(THE PROBLEM) Give back the records below exactly, every one, with no pictures.
%%
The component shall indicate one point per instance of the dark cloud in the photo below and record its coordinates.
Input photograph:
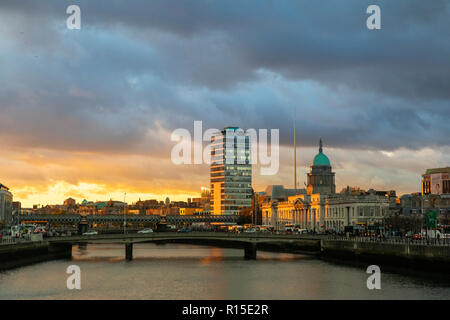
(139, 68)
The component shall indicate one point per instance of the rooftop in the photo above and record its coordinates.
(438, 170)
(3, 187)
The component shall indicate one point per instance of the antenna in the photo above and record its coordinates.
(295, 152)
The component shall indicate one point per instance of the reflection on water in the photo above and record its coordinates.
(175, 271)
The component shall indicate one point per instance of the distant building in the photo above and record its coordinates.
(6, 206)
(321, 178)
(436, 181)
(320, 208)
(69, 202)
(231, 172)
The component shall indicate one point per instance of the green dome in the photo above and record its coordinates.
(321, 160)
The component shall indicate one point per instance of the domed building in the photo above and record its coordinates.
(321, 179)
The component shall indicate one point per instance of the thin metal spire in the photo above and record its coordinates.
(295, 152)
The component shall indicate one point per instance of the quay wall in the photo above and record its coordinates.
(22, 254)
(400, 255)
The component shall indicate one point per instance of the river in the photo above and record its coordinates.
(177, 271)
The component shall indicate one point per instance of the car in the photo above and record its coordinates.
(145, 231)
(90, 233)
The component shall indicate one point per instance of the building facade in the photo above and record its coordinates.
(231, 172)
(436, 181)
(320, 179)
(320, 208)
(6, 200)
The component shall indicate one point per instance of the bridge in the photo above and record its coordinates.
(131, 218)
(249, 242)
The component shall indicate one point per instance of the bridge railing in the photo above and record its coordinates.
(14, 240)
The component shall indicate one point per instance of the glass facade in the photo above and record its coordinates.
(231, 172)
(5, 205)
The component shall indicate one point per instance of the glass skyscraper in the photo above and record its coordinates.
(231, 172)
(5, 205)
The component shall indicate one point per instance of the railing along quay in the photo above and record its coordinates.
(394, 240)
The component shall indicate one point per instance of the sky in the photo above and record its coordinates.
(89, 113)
%%
(WRITTEN ANSWER)
The component shall indicate one point per instance of the dark cloud in the photo below and record its coordinates.
Input photograph:
(139, 68)
The component shall indicate one point per instance of the rooftop in the photo above and record its coordinates.
(438, 170)
(3, 187)
The component shall indicate one point per instance of the antenna in the photo above and record its coordinates.
(295, 152)
The component shall indicate one point per instance of the reflection on water in the photo above and record its coordinates.
(175, 271)
The component shall indicate one point per instance of the distant building in the photo above and record its coordinates.
(6, 206)
(321, 178)
(436, 181)
(320, 208)
(69, 202)
(231, 172)
The component shall indicate one point per instance of the green dome in the photo above and record its coordinates.
(321, 160)
The component shall indicate one point per instance of the domed building in the photo above and record its coordinates.
(321, 179)
The component shall indicate one point per instance of the thin metal spire in the photo above and record its coordinates.
(295, 152)
The component shall indicate one point per instance of the quay wall in the photo above and record its coordinates.
(22, 254)
(400, 255)
The component shall indicate one point per instance of the river in the photo above and record its coordinates.
(177, 271)
The component shall indicate one point per instance of the car in the photo above and record its coordinates.
(145, 231)
(90, 233)
The component shall indicate one point per instance of the building facade in the photo above and record its coordinates.
(231, 172)
(436, 181)
(320, 179)
(320, 208)
(6, 200)
The component shall indicate one point per instance of the bridge in the photo above and record its coordinates.
(131, 218)
(249, 242)
The component shall indicate one point per instance of the bridge railing in the photo above and record its coordinates.
(14, 240)
The component shall indicate one point per instance of the glass facade in the photo above and record its coordinates.
(231, 172)
(5, 205)
The component shall indicate one point per instance of the glass skyscraper in the photo above and record its coordinates.
(231, 172)
(5, 205)
The component shall indicate one point per instance of the railing along quay in the photo above and record its coordinates.
(394, 240)
The component shall indicate one point per instance of the sky in the photo above and record its coordinates.
(89, 113)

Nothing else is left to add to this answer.